* Extracted text:
════════════════
It is thought the “writing is on the wall” for around £30bn of off-platform trail paying assets and advisers are being warned to adapt their business models accordingly.

Last week Money Marketing revealed Standard Life Investments is to scrap trail commission on its entire UK mutual funds range to coincide with the sunset clause on platform rebates in April.

SLI paid trail of either 25 or 50 basis points, but is only reducing annual management charges by around 20bps.

Advisers say the fund group is profiteering from the move, hiding behind a smokescreen of the RDR.

“Spirit of the RDR”

As part of its RDR platform rules, the FCA banned payments between fund managers and platforms and banned cash rebates. The rules were introduced on all new business from April 2014, with a two-year sunset clause on legacy payments between fund managers and platforms.

In 2012 the FSA separately set out rules on when trail can be paid post-RDR, which included paying trail on pre-RDR investment amounts where top-ups are paid into a product, and advice that leads to no change to the product.

But in a letter sent to advisers, seen by Money Marketing, SLI says trail on its mutual funds will stop to “align the way we treat legacy and new business, reflecting the spirit of the RDR”. Standard Life says “the overall financial impact on the Standard Life Group is negative.”
════════════════
* Recorded information:

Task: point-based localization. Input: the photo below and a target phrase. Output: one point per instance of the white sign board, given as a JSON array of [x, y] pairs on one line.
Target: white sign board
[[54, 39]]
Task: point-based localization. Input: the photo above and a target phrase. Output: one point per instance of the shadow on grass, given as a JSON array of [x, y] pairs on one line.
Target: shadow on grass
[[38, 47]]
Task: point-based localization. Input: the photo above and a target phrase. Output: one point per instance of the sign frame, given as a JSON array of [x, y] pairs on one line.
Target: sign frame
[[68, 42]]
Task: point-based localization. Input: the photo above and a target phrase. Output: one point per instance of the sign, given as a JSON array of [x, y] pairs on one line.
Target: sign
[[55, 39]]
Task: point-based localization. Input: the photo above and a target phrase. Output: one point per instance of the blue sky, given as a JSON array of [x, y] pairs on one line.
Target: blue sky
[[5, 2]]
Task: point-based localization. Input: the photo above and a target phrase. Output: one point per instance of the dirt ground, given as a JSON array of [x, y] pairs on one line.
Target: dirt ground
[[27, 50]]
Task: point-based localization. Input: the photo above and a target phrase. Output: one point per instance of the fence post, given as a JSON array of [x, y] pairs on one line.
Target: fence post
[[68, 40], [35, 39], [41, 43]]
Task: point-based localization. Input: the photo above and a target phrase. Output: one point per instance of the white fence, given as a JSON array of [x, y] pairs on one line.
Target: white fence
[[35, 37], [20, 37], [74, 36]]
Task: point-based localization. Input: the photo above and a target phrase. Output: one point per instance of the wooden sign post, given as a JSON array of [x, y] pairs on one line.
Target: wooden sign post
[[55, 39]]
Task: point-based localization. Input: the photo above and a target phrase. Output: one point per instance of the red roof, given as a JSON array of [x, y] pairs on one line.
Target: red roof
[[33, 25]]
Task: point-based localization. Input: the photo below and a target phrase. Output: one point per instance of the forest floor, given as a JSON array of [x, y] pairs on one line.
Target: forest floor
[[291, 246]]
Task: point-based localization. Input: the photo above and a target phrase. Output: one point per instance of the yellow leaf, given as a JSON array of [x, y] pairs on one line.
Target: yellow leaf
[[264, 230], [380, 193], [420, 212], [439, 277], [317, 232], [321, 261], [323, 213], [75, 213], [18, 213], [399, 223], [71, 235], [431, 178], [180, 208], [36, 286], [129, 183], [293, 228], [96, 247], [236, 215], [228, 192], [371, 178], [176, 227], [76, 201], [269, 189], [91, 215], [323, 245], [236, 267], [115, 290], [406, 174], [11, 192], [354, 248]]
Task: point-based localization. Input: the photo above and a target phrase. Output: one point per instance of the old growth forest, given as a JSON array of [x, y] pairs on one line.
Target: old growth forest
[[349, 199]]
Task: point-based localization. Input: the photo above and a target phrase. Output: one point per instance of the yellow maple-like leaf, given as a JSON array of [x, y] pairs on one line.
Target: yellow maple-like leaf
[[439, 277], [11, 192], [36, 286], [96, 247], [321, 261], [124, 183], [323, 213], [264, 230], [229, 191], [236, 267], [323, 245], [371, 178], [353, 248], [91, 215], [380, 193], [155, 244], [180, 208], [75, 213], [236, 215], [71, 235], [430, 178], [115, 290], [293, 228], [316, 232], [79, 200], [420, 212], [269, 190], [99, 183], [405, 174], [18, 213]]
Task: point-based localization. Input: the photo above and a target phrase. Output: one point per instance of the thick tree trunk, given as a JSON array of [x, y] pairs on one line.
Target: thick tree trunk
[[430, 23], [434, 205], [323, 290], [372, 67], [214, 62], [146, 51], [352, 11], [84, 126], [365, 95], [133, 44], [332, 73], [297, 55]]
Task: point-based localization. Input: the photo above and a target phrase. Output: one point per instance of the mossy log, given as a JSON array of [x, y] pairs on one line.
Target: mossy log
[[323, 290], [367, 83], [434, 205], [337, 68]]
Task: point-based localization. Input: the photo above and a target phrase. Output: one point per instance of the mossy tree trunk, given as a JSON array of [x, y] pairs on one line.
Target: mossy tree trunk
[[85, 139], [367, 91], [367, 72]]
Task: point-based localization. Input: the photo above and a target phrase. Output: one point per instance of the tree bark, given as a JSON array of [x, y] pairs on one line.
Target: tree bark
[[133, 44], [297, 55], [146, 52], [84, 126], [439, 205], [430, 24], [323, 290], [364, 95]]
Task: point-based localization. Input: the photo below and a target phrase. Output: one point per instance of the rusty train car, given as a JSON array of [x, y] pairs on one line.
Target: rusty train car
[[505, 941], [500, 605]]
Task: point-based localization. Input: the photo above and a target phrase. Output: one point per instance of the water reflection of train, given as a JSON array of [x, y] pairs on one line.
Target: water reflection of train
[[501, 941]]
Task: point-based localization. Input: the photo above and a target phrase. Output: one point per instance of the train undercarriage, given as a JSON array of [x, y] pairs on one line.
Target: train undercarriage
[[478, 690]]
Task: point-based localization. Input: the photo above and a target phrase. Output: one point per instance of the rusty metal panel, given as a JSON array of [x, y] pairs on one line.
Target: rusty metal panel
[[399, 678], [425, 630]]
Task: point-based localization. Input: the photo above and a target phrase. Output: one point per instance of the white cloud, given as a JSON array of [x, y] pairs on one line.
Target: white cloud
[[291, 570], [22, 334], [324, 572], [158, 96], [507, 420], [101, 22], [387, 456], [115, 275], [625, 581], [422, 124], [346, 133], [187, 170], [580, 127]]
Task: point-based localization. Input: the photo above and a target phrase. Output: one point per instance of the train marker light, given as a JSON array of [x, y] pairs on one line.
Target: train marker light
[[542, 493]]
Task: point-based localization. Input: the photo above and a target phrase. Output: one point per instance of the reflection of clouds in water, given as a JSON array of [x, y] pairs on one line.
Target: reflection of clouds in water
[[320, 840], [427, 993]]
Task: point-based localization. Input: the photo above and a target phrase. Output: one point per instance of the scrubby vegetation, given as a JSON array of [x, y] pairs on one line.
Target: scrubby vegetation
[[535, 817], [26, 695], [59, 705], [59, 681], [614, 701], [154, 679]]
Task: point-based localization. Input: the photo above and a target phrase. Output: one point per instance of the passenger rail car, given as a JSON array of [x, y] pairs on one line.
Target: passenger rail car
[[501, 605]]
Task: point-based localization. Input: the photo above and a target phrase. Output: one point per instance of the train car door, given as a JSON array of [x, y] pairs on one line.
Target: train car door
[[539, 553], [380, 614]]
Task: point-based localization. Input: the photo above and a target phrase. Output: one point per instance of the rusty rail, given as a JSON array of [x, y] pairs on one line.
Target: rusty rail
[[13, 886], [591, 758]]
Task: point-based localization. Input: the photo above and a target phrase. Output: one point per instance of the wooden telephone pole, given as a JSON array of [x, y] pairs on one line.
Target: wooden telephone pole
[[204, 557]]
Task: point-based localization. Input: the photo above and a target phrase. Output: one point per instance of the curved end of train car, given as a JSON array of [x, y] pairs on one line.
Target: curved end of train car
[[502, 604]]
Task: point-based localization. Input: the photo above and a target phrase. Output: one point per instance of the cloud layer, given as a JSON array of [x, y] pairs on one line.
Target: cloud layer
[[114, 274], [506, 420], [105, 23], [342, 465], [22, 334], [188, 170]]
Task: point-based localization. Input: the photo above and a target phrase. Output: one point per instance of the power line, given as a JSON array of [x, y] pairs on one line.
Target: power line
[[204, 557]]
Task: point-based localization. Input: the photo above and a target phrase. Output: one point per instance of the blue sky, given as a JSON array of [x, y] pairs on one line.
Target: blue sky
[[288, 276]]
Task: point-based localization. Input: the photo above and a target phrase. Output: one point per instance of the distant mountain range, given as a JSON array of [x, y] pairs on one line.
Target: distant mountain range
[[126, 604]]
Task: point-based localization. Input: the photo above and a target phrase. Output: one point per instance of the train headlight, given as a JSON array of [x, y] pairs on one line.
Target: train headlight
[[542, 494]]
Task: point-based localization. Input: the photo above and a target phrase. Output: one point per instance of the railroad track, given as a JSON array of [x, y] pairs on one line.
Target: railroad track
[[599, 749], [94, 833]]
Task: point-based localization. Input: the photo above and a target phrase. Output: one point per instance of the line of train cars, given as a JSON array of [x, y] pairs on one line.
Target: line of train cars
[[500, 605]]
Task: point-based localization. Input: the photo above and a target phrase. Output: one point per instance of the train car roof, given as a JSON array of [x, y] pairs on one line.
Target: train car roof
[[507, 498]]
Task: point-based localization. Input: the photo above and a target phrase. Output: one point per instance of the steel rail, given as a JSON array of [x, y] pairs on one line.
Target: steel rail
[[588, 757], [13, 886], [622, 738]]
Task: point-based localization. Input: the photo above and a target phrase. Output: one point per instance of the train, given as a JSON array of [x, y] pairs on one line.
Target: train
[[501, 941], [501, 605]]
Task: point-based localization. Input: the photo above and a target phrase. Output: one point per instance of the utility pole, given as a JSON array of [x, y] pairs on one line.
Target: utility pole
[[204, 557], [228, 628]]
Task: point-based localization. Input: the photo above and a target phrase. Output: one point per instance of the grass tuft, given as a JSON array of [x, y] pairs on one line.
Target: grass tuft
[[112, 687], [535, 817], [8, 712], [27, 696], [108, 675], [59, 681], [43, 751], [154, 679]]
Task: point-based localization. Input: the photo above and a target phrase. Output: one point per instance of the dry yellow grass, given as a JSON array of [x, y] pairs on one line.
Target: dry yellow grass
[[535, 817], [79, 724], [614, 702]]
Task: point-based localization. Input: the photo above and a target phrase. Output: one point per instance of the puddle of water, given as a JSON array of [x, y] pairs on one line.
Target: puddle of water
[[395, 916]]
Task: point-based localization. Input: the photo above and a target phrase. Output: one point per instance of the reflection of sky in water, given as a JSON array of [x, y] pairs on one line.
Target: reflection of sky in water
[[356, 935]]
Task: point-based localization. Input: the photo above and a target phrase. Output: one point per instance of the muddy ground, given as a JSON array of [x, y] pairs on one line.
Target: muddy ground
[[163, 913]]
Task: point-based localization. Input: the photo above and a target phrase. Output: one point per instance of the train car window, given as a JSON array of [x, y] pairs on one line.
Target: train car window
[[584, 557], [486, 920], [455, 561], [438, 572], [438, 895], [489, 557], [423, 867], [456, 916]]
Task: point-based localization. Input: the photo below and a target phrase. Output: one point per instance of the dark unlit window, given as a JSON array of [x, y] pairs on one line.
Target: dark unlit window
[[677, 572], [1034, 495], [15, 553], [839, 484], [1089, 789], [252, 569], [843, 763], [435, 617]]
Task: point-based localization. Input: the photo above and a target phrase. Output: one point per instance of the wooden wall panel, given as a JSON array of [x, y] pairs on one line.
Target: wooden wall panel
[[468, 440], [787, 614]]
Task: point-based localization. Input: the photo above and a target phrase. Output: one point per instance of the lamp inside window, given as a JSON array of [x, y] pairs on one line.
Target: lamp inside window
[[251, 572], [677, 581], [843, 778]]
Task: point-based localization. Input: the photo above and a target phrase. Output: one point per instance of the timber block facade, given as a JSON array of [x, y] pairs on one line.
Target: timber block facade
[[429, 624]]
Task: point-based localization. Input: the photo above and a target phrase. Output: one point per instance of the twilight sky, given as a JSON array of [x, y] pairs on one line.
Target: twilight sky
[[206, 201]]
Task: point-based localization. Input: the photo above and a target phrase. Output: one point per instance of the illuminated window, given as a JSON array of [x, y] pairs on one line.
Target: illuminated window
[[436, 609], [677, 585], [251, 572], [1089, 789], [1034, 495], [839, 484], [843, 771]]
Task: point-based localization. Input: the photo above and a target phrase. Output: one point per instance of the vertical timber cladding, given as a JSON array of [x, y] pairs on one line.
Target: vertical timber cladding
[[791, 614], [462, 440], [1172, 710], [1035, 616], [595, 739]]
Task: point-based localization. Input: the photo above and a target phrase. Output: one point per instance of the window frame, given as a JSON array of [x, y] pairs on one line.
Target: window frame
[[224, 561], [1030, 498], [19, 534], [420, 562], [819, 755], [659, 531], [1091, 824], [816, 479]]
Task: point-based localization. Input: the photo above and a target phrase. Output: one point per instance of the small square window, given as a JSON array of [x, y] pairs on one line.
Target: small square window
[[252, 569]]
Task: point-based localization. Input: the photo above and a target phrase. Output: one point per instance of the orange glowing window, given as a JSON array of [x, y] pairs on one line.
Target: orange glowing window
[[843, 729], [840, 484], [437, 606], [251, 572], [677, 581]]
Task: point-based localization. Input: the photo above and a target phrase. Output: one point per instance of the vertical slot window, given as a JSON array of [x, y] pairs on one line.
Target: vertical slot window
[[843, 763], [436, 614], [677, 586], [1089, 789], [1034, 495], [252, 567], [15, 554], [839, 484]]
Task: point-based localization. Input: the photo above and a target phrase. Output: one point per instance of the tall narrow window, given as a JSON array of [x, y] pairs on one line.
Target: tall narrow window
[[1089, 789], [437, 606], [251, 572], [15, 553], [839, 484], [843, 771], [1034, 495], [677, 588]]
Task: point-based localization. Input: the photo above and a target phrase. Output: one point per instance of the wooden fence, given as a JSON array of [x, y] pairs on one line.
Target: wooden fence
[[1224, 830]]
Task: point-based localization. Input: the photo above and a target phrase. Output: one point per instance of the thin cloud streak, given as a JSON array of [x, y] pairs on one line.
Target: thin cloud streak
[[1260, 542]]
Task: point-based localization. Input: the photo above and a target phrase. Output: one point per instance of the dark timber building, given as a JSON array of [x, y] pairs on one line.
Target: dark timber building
════════════════
* Set of tasks:
(1) Rewrite the part of the article on trail commission that opens with "It is thought" and closes with "rebates in April.", putting "SLI" in place of "Standard Life Investments".
(2) Carry the article on the scrapping of trail commission forward from its final sentence.

* Answer set:
(1)
It is thought the “writing is on the wall” for around £30bn of off-platform trail paying assets and advisers are being warned to adapt their business models accordingly.

Last week Money Marketing revealed SLI is to scrap trail commission on its entire UK mutual funds range to coincide with the sunset clause on platform rebates in April.

(2)
Old Mutual Global Investors says it only has a “very small book of business” which pays trail on off-platform assets. A spokesman says: “We have no plans at this time to take similar measures, although we regularly review charges on all investment funds to ensure they remain suitable.”

Aviva and Aegon also say there have no plans to cut trail commission, while Legal & General Investment Management declined to comment.

A Royal London spokeswoman says: “We will continue to pay existing trail commission to an adviser for as long as we are allowed to under legislation.”

Advice firm Almary Green has trail income of around £2m a year.

Managing director Carl Lamb says: “When I set the firm up 15 years ago it was on a fee basis, or a low initial fee and trail. Our whole business was based on trail, which at the time was forward thinking because a lot of people were still only taking upfront commission.

“So we’ve been penalised for being frugal – we could have taken commission upfront and filled our boots.

“If everyone turned trail off tomorrow, you’d say goodbye to the IFA industry. It is heavily reliant on that commission – probably around 80 to 90 per cent is reliant, including the large networks.”

But research consultancy Finalytiq founder and director Abraham Okusanya says the “writing has been on the wall for a long time”.

He estimates off-platform assets still paying trail are worth around £30bn.

He says: “This has been circling around for so long now, since the sunset clause was announced and the ban on platform rebates.”

Okusanya says the cost to asset managers of administering trail and the strain their systems are under means it is “perfectly understandable” others will follow SLI’s lead.

But he adds: “Typically advisers will have 10 per cent of assets placed directly with asset managers. It will affect a few of them, but advisers are the most resilient part of the retail investment value chain – they will adapt quickly and move on.”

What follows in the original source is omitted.